■ **Work to be completed**:
Copy out exactly the lines below that run from the one holding "Can you find the bare" to the one holding "Can you find the overcast", keeping both of those lines and no others.

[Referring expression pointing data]
BEGIN

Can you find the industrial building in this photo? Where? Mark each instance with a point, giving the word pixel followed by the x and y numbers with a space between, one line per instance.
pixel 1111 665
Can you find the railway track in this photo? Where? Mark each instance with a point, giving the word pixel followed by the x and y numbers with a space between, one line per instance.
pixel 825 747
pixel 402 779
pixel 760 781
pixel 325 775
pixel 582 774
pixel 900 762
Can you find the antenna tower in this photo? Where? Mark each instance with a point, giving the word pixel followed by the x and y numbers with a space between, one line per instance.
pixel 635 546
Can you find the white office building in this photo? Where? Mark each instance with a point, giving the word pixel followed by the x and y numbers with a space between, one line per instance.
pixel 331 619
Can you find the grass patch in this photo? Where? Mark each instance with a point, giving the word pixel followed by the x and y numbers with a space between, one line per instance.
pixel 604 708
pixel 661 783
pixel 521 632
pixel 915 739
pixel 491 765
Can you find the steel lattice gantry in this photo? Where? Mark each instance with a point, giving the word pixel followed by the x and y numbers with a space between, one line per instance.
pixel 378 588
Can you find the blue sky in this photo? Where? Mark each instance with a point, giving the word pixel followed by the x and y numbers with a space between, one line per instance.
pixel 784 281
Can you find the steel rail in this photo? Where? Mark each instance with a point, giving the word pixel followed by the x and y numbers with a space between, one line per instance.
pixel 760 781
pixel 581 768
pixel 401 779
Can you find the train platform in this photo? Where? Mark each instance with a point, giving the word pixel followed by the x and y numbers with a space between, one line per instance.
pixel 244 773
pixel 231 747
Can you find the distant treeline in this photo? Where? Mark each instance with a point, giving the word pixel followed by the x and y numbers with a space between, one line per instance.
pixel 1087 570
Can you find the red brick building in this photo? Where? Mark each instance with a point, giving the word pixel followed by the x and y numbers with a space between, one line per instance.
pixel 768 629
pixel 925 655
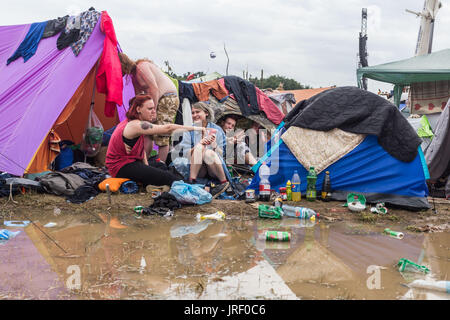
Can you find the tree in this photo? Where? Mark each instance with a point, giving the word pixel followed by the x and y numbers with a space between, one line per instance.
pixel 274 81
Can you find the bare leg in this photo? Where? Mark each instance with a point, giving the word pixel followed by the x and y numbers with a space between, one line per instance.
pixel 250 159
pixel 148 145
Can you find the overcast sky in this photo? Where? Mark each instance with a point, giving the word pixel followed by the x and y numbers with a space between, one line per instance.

END
BEGIN

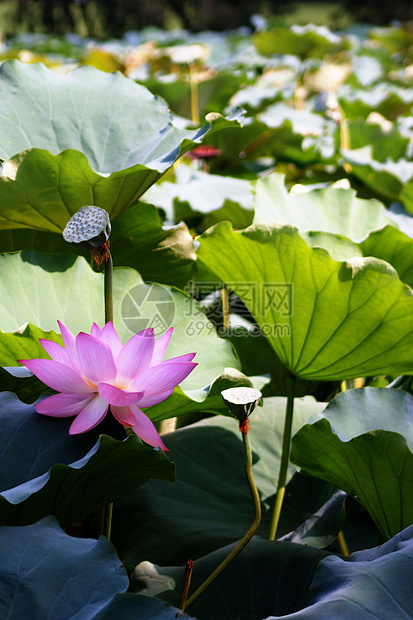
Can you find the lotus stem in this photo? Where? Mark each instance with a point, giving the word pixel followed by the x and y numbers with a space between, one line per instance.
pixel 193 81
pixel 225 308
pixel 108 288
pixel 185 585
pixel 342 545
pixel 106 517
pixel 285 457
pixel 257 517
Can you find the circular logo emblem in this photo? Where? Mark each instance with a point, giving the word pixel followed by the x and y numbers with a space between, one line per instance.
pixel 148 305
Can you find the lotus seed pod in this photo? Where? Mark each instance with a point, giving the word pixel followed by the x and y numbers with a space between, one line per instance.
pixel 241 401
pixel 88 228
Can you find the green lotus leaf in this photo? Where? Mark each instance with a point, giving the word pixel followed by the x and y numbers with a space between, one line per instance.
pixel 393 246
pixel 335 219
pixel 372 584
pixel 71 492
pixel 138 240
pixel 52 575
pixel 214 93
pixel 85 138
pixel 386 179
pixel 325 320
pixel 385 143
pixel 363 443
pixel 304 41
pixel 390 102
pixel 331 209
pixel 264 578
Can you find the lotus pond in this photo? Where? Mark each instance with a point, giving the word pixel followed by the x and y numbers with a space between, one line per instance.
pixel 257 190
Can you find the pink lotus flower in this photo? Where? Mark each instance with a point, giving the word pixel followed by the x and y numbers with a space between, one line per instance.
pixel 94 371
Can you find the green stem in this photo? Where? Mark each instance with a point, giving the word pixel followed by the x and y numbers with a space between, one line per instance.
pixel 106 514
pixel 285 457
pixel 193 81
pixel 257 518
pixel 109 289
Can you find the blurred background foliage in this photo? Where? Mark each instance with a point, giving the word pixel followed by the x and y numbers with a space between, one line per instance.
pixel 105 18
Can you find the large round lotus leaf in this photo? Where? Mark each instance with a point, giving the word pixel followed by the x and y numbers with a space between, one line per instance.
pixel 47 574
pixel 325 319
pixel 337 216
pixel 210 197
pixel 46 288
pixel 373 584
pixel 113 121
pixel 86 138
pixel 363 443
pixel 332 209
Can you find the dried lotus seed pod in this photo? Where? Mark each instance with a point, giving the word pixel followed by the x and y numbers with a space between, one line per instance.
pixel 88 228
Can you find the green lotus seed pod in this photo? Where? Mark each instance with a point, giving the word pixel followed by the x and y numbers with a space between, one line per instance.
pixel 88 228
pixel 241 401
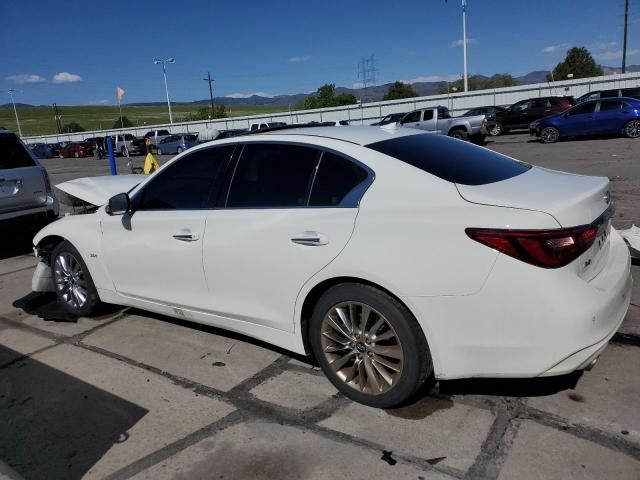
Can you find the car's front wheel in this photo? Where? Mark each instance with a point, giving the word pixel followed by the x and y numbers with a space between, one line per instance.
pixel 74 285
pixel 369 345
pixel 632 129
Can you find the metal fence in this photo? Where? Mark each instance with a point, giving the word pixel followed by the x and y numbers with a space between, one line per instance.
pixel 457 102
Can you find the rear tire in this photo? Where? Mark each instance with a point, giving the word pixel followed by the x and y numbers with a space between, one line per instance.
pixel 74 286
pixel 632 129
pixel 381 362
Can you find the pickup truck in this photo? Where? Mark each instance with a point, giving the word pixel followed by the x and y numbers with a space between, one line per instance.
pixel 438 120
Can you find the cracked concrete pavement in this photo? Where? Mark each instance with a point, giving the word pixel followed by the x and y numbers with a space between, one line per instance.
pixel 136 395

END
BEGIN

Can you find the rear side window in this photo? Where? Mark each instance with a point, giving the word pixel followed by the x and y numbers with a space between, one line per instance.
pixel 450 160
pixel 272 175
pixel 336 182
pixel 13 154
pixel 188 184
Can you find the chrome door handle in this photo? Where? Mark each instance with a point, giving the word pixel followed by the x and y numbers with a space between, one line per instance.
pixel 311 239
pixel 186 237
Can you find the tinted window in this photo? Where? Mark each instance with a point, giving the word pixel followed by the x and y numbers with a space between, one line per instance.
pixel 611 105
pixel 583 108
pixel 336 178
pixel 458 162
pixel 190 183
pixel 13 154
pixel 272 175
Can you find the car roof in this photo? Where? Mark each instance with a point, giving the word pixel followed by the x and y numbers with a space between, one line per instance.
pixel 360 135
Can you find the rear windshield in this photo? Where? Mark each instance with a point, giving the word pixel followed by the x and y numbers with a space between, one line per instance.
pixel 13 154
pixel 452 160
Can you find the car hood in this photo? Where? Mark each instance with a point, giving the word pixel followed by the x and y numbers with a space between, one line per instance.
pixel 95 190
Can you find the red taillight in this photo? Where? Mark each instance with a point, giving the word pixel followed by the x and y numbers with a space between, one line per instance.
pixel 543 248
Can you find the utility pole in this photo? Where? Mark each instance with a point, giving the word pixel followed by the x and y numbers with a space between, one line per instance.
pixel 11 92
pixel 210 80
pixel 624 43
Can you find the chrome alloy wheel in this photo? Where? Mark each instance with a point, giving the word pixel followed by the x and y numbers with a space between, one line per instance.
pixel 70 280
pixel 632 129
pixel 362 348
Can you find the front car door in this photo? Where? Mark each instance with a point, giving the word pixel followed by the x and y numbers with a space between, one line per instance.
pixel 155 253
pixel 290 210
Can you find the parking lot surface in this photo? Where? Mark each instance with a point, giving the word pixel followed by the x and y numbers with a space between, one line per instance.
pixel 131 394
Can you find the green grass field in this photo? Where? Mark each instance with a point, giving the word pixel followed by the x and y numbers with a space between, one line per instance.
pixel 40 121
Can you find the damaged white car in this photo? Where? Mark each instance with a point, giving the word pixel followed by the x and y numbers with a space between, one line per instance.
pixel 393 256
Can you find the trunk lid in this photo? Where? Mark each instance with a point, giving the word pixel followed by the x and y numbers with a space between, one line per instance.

END

■ **Written solution**:
Can you find the bare leg in this photo? Where? Mark each instance with a point, giving the word pixel followed by the x and y numbers with a space between, one line per instance.
pixel 250 159
pixel 148 145
Can you find the overcast sky in this photo? Where? Mark each instance with a point, giving the word pixel followed by the x and y numbers with a space between, one line per instance.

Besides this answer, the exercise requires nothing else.